TASK GOAL: Pictures should be excluded; otherwise, copy every entry exactly.

====================

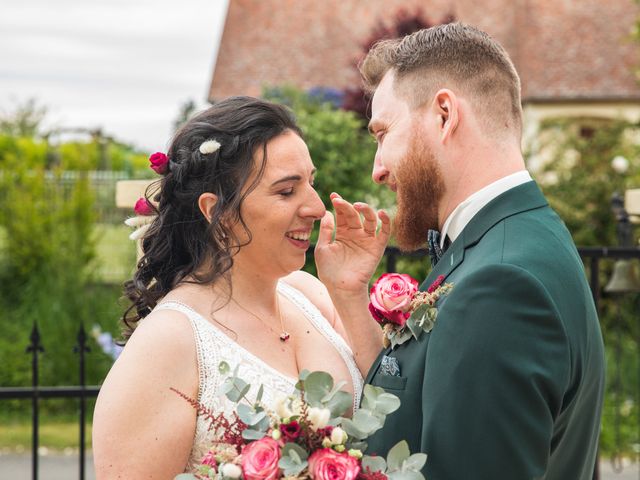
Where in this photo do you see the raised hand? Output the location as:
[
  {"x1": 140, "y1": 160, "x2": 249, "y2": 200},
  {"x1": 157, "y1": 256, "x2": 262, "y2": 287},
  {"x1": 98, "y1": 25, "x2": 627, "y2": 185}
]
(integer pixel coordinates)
[{"x1": 315, "y1": 193, "x2": 391, "y2": 296}]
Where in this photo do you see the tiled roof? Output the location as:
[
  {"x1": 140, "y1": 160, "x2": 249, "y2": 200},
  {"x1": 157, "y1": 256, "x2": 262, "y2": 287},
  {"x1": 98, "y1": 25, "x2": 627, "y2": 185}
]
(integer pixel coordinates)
[{"x1": 210, "y1": 0, "x2": 640, "y2": 101}]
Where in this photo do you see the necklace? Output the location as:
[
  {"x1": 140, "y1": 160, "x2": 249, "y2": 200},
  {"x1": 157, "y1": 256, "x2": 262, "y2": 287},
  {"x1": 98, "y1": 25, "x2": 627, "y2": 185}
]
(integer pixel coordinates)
[{"x1": 231, "y1": 293, "x2": 291, "y2": 342}]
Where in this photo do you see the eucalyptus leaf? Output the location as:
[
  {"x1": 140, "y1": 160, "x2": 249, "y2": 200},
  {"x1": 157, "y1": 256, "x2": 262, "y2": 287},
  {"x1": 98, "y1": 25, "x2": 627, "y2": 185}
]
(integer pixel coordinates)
[
  {"x1": 252, "y1": 412, "x2": 271, "y2": 432},
  {"x1": 389, "y1": 328, "x2": 413, "y2": 348},
  {"x1": 326, "y1": 391, "x2": 353, "y2": 417},
  {"x1": 375, "y1": 392, "x2": 400, "y2": 415},
  {"x1": 278, "y1": 457, "x2": 309, "y2": 477},
  {"x1": 236, "y1": 403, "x2": 255, "y2": 426},
  {"x1": 402, "y1": 453, "x2": 427, "y2": 472},
  {"x1": 242, "y1": 428, "x2": 265, "y2": 440},
  {"x1": 386, "y1": 470, "x2": 425, "y2": 480},
  {"x1": 362, "y1": 455, "x2": 387, "y2": 473},
  {"x1": 282, "y1": 443, "x2": 309, "y2": 461},
  {"x1": 320, "y1": 380, "x2": 347, "y2": 403},
  {"x1": 342, "y1": 418, "x2": 368, "y2": 440},
  {"x1": 406, "y1": 315, "x2": 422, "y2": 340},
  {"x1": 304, "y1": 372, "x2": 333, "y2": 407},
  {"x1": 256, "y1": 384, "x2": 264, "y2": 403},
  {"x1": 387, "y1": 440, "x2": 411, "y2": 471}
]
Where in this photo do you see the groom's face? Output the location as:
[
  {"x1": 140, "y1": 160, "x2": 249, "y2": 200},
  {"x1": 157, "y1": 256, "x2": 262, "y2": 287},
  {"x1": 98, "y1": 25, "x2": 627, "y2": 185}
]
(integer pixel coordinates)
[{"x1": 369, "y1": 72, "x2": 444, "y2": 251}]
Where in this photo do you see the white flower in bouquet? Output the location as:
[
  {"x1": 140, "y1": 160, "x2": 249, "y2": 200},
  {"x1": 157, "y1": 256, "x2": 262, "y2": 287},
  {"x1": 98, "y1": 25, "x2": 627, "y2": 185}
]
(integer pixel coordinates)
[
  {"x1": 309, "y1": 407, "x2": 331, "y2": 430},
  {"x1": 221, "y1": 463, "x2": 242, "y2": 478}
]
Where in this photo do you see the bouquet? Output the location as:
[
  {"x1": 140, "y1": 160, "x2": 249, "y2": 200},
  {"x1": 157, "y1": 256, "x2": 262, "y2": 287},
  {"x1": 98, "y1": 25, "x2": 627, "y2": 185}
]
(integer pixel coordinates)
[
  {"x1": 175, "y1": 362, "x2": 427, "y2": 480},
  {"x1": 369, "y1": 273, "x2": 453, "y2": 348}
]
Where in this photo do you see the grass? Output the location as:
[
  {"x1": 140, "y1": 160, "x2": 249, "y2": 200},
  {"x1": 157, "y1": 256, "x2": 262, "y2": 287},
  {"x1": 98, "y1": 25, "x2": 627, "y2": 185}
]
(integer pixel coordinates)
[
  {"x1": 0, "y1": 418, "x2": 91, "y2": 451},
  {"x1": 95, "y1": 223, "x2": 136, "y2": 283}
]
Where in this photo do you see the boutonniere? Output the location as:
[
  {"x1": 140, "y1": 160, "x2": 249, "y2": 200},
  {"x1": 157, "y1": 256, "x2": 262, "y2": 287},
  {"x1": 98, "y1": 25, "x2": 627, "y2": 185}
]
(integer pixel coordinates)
[{"x1": 369, "y1": 273, "x2": 453, "y2": 348}]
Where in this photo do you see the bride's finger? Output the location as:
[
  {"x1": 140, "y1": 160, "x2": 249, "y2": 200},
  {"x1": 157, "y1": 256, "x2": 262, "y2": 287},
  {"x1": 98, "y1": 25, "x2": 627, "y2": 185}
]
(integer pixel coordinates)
[
  {"x1": 315, "y1": 212, "x2": 334, "y2": 250},
  {"x1": 331, "y1": 198, "x2": 362, "y2": 234},
  {"x1": 353, "y1": 202, "x2": 378, "y2": 235},
  {"x1": 378, "y1": 210, "x2": 391, "y2": 245}
]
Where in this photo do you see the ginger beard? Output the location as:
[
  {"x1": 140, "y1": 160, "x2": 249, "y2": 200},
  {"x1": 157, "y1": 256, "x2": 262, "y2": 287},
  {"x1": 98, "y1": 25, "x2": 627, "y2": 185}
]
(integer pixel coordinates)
[{"x1": 393, "y1": 129, "x2": 444, "y2": 252}]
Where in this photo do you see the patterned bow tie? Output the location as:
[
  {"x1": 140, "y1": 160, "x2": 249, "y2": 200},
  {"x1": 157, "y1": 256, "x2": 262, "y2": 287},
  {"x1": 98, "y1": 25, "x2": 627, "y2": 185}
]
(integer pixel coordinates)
[{"x1": 427, "y1": 230, "x2": 449, "y2": 267}]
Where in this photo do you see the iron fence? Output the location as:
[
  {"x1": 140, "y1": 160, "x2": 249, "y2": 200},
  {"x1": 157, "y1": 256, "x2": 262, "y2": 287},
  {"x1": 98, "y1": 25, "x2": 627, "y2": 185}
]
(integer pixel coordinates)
[{"x1": 0, "y1": 247, "x2": 640, "y2": 480}]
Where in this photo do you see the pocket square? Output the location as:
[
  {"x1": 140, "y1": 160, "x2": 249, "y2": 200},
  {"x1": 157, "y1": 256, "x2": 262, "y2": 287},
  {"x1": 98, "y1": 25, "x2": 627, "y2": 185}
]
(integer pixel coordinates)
[{"x1": 380, "y1": 355, "x2": 400, "y2": 377}]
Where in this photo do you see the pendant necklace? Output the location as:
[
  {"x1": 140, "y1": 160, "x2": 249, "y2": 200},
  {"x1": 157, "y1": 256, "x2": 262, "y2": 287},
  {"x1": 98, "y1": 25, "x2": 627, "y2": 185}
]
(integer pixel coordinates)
[{"x1": 231, "y1": 293, "x2": 291, "y2": 343}]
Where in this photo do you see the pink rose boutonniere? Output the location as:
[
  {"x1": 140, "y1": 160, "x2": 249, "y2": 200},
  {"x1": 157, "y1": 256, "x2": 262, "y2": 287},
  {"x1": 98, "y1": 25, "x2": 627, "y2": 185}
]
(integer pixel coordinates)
[
  {"x1": 242, "y1": 437, "x2": 282, "y2": 480},
  {"x1": 369, "y1": 273, "x2": 453, "y2": 348}
]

====================

WORKED SOLUTION:
Where in this photo do you see the raised hand? Output the location as:
[
  {"x1": 140, "y1": 160, "x2": 249, "y2": 200},
  {"x1": 157, "y1": 256, "x2": 262, "y2": 287},
  {"x1": 98, "y1": 25, "x2": 627, "y2": 185}
]
(integer pixel coordinates)
[{"x1": 315, "y1": 193, "x2": 391, "y2": 296}]
Where in this photo do you see the tiled roof? Output the location as:
[
  {"x1": 140, "y1": 160, "x2": 249, "y2": 200},
  {"x1": 157, "y1": 256, "x2": 262, "y2": 287},
  {"x1": 98, "y1": 25, "x2": 627, "y2": 185}
]
(integer pixel coordinates)
[{"x1": 210, "y1": 0, "x2": 640, "y2": 101}]
Where in this photo do you see the necklace? Output the location as:
[
  {"x1": 140, "y1": 160, "x2": 249, "y2": 200},
  {"x1": 157, "y1": 256, "x2": 262, "y2": 287},
  {"x1": 98, "y1": 25, "x2": 627, "y2": 185}
]
(integer pixel coordinates)
[{"x1": 231, "y1": 293, "x2": 291, "y2": 342}]
Where in this photo do you see the eucalyptus leaf? Output the location as:
[
  {"x1": 140, "y1": 160, "x2": 249, "y2": 200},
  {"x1": 157, "y1": 256, "x2": 262, "y2": 287},
  {"x1": 98, "y1": 25, "x2": 627, "y2": 185}
]
(integer pixel coordinates)
[
  {"x1": 252, "y1": 412, "x2": 271, "y2": 432},
  {"x1": 389, "y1": 328, "x2": 413, "y2": 348},
  {"x1": 326, "y1": 391, "x2": 353, "y2": 417},
  {"x1": 375, "y1": 392, "x2": 400, "y2": 415},
  {"x1": 278, "y1": 457, "x2": 309, "y2": 477},
  {"x1": 236, "y1": 403, "x2": 255, "y2": 426},
  {"x1": 402, "y1": 453, "x2": 427, "y2": 472},
  {"x1": 242, "y1": 428, "x2": 265, "y2": 440},
  {"x1": 386, "y1": 470, "x2": 425, "y2": 480},
  {"x1": 362, "y1": 455, "x2": 387, "y2": 473},
  {"x1": 282, "y1": 443, "x2": 309, "y2": 461},
  {"x1": 320, "y1": 380, "x2": 347, "y2": 403},
  {"x1": 342, "y1": 418, "x2": 368, "y2": 440},
  {"x1": 406, "y1": 315, "x2": 422, "y2": 340},
  {"x1": 304, "y1": 372, "x2": 333, "y2": 407},
  {"x1": 256, "y1": 384, "x2": 264, "y2": 403},
  {"x1": 387, "y1": 440, "x2": 411, "y2": 471}
]
Where in this photo do you see the groom's face? Output the location as:
[
  {"x1": 140, "y1": 160, "x2": 249, "y2": 200},
  {"x1": 157, "y1": 256, "x2": 262, "y2": 287},
  {"x1": 98, "y1": 25, "x2": 627, "y2": 185}
]
(integer pixel coordinates)
[{"x1": 369, "y1": 72, "x2": 444, "y2": 251}]
Where in this photo do you see the white flower in bouquet? Output the location as:
[
  {"x1": 140, "y1": 160, "x2": 249, "y2": 200},
  {"x1": 157, "y1": 256, "x2": 262, "y2": 287},
  {"x1": 98, "y1": 25, "x2": 627, "y2": 185}
]
(integer pixel coordinates)
[
  {"x1": 309, "y1": 407, "x2": 331, "y2": 430},
  {"x1": 221, "y1": 463, "x2": 242, "y2": 478}
]
Where in this photo do you see the bouquet? Output the location as:
[
  {"x1": 140, "y1": 160, "x2": 249, "y2": 200},
  {"x1": 157, "y1": 256, "x2": 262, "y2": 287},
  {"x1": 98, "y1": 25, "x2": 627, "y2": 185}
]
(integer pixel coordinates)
[
  {"x1": 175, "y1": 362, "x2": 427, "y2": 480},
  {"x1": 369, "y1": 273, "x2": 453, "y2": 348}
]
Where in this photo do you see the grass? Output the location as:
[
  {"x1": 140, "y1": 160, "x2": 249, "y2": 200},
  {"x1": 157, "y1": 256, "x2": 262, "y2": 287},
  {"x1": 98, "y1": 25, "x2": 627, "y2": 185}
]
(integer pixel coordinates)
[
  {"x1": 0, "y1": 418, "x2": 91, "y2": 451},
  {"x1": 95, "y1": 223, "x2": 136, "y2": 283}
]
Where in this photo do you see the boutonniere? Output the location as:
[
  {"x1": 140, "y1": 160, "x2": 249, "y2": 200},
  {"x1": 157, "y1": 256, "x2": 262, "y2": 287},
  {"x1": 98, "y1": 25, "x2": 627, "y2": 185}
]
(integer pixel coordinates)
[{"x1": 369, "y1": 273, "x2": 453, "y2": 348}]
Where in this photo do you see the bride's finger? Output the location as:
[
  {"x1": 140, "y1": 160, "x2": 249, "y2": 200},
  {"x1": 157, "y1": 256, "x2": 262, "y2": 287},
  {"x1": 98, "y1": 25, "x2": 627, "y2": 185}
]
(integer pixel coordinates)
[
  {"x1": 315, "y1": 212, "x2": 334, "y2": 250},
  {"x1": 331, "y1": 198, "x2": 362, "y2": 234},
  {"x1": 353, "y1": 202, "x2": 378, "y2": 235},
  {"x1": 378, "y1": 210, "x2": 391, "y2": 245}
]
Where in this photo do you see the ginger beard? Output the location as:
[
  {"x1": 140, "y1": 160, "x2": 249, "y2": 200},
  {"x1": 157, "y1": 256, "x2": 262, "y2": 287},
  {"x1": 98, "y1": 25, "x2": 627, "y2": 185}
]
(integer pixel coordinates)
[{"x1": 393, "y1": 129, "x2": 444, "y2": 252}]
Where in this photo do you see the patterned bow tie? Output the location as:
[
  {"x1": 140, "y1": 160, "x2": 249, "y2": 200},
  {"x1": 157, "y1": 256, "x2": 262, "y2": 287},
  {"x1": 98, "y1": 25, "x2": 627, "y2": 185}
]
(integer pixel coordinates)
[{"x1": 427, "y1": 230, "x2": 449, "y2": 267}]
Where in this photo do you see the iron fence? Output the location as:
[
  {"x1": 140, "y1": 160, "x2": 249, "y2": 200},
  {"x1": 157, "y1": 256, "x2": 262, "y2": 287},
  {"x1": 98, "y1": 25, "x2": 627, "y2": 185}
]
(integer pixel coordinates)
[{"x1": 0, "y1": 247, "x2": 640, "y2": 480}]
Where in this photo do you see the pocket square? Output the location as:
[
  {"x1": 140, "y1": 160, "x2": 249, "y2": 200},
  {"x1": 157, "y1": 256, "x2": 262, "y2": 287},
  {"x1": 98, "y1": 25, "x2": 627, "y2": 185}
]
(integer pixel coordinates)
[{"x1": 380, "y1": 355, "x2": 400, "y2": 377}]
Where in this photo do you see the pendant necklace? Output the location as:
[
  {"x1": 140, "y1": 160, "x2": 249, "y2": 200},
  {"x1": 157, "y1": 256, "x2": 262, "y2": 287},
  {"x1": 98, "y1": 25, "x2": 627, "y2": 185}
]
(integer pixel coordinates)
[{"x1": 231, "y1": 293, "x2": 291, "y2": 343}]
Where in this photo do you see the pink rose boutonniere? Output the location as:
[
  {"x1": 140, "y1": 160, "x2": 249, "y2": 200},
  {"x1": 157, "y1": 256, "x2": 262, "y2": 287},
  {"x1": 98, "y1": 25, "x2": 627, "y2": 185}
]
(integer pixel coordinates)
[
  {"x1": 242, "y1": 437, "x2": 282, "y2": 480},
  {"x1": 369, "y1": 273, "x2": 453, "y2": 348}
]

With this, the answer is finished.